A few words about mission patches.
Every manned American space mission, since the first Mercury flight has had a mission patch. I really don’t know what these patches are for. No astronaut actually gets confused about what flight (s)he’s on.
In any case, these patches are symbols of America’s voyages above the planet. And they tell stories.
Gus Grissom and the Molly Brown
Exhibit A: the Gemini 3 patch. The patch shows the spacecraft NOT in orbit, but floating in the ocean. The patch also includes the words “Gemini 3″ and the nickname for the spacecraft, coined by mission commander Gus Grissom: “Molly Brown”.
The nickname was a humorous reference to the (then current) broadway musical, “The Unsinkable Molly Brown”. Grissom’s first spacecraft, Liberty Bell 7, sunk to the bottom of the ocean after splashdown. Grissom was determined not to lose his new spacecraft.
NASA was not amused. They took more notice of patch design…and spacecraft names. Future Gemini flight would use only their numers as names (i.e. Gemini 4, Gemini 5, etc.)
C.C. Williams and Apollo 12
Then there’s Apollo 12. During Apollo, spacecraft names came back in vogue. After all, when missions have TWO spacecraft (a command ship and lunar module), you need to refer to them separately.
The command module for Apollo 12 was called Yankee Clipper. The mission patch shows a 3-masted ship “sailing” around the moon.
Above the moon, we see 4 stars representing the crew. Hey, wait! Apollo missions had 3-man crews, not four!
The fourth star represents astronaut C.C. (“Clifton”) Williams. Based on regular crew rotation, Williams should have been on that flight. Williams would have been the fourth man to walk on the moon.
But Williams died when his jet crashed on October 5, 1967. Instead of Williams, Alan Bean served as Lunar Module pilot on that flight. But Williams was not forgotten.

* **Data provided**:
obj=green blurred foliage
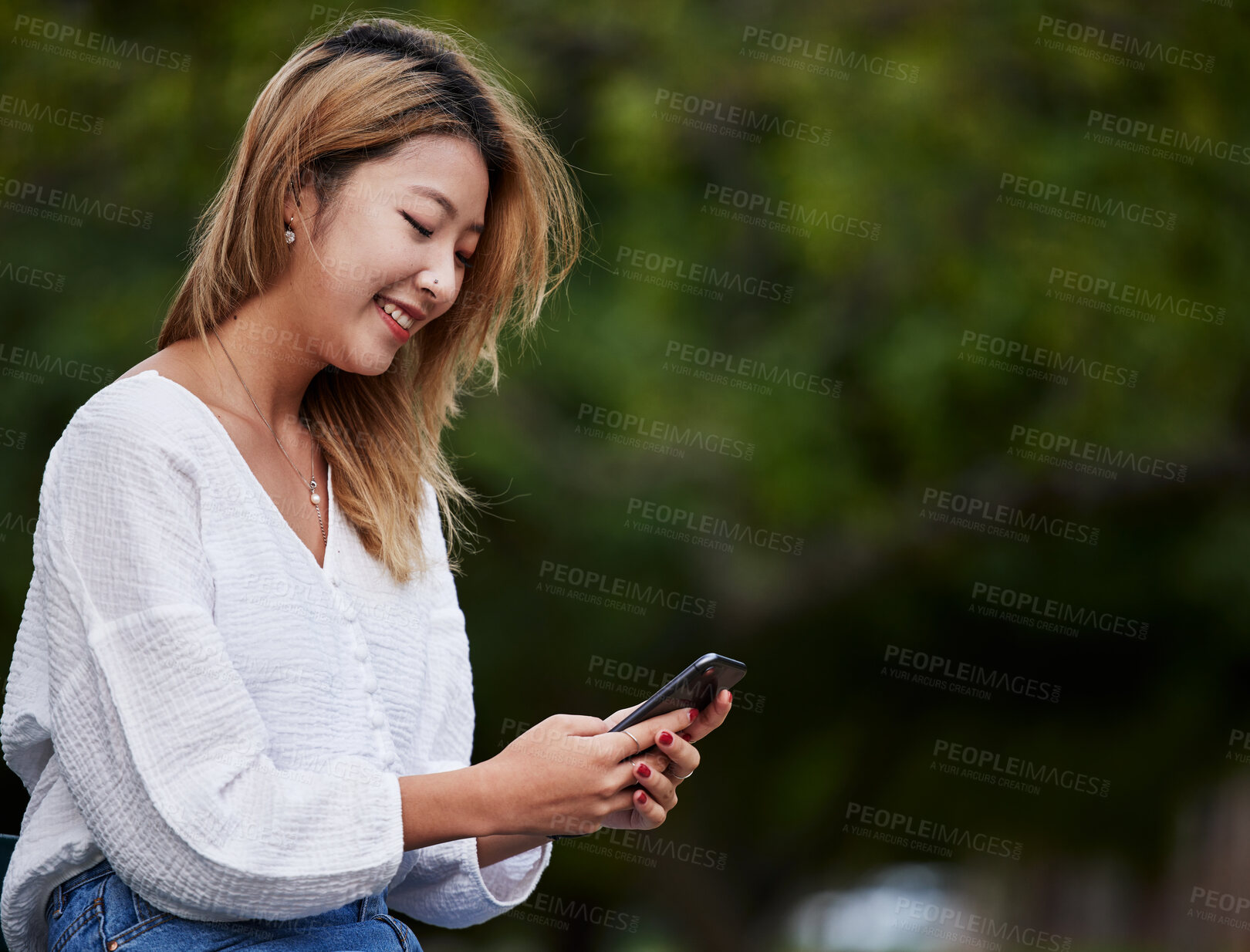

* **Tasks to perform**:
1. Swap "spacecraft" for "vehicle" and write out the part of the mission patch text that begins at the words "NASA was not" and stops after "crews, not four!".
2. Summarize the mission patch text in two sentences.

* **Your responses**:
1.
NASA was not amused. They took more notice of patch design…and vehicle names. Future Gemini flight would use only their numers as names (i.e. Gemini 4, Gemini 5, etc.)
C.C. Williams and Apollo 12
Then there’s Apollo 12. During Apollo, vehicle names came back in vogue. After all, when missions have TWO vehicle (a command ship and lunar module), you need to refer to them separately.
The command module for Apollo 12 was called Yankee Clipper. The mission patch shows a 3-masted ship “sailing” around the moon.
Above the moon, we see 4 stars representing the crew. Hey, wait! Apollo missions had 3-man crews, not four!

2. Every manned American space mission since the first Mercury flight has had a patch, and the Gemini 3 patch shows the spacecraft floating in the ocean with Gus Grissom's nickname "Molly Brown," a humorous reference to his first spacecraft sinking after splashdown, which left NASA unamused, so later Gemini flights used only their numbers as names. The Apollo 12 patch shows a three-masted ship for the command module Yankee Clipper and four stars for the crew, the fourth representing C.C. Williams, who should have been on that flight but died when his jet crashed on October 5, 1967.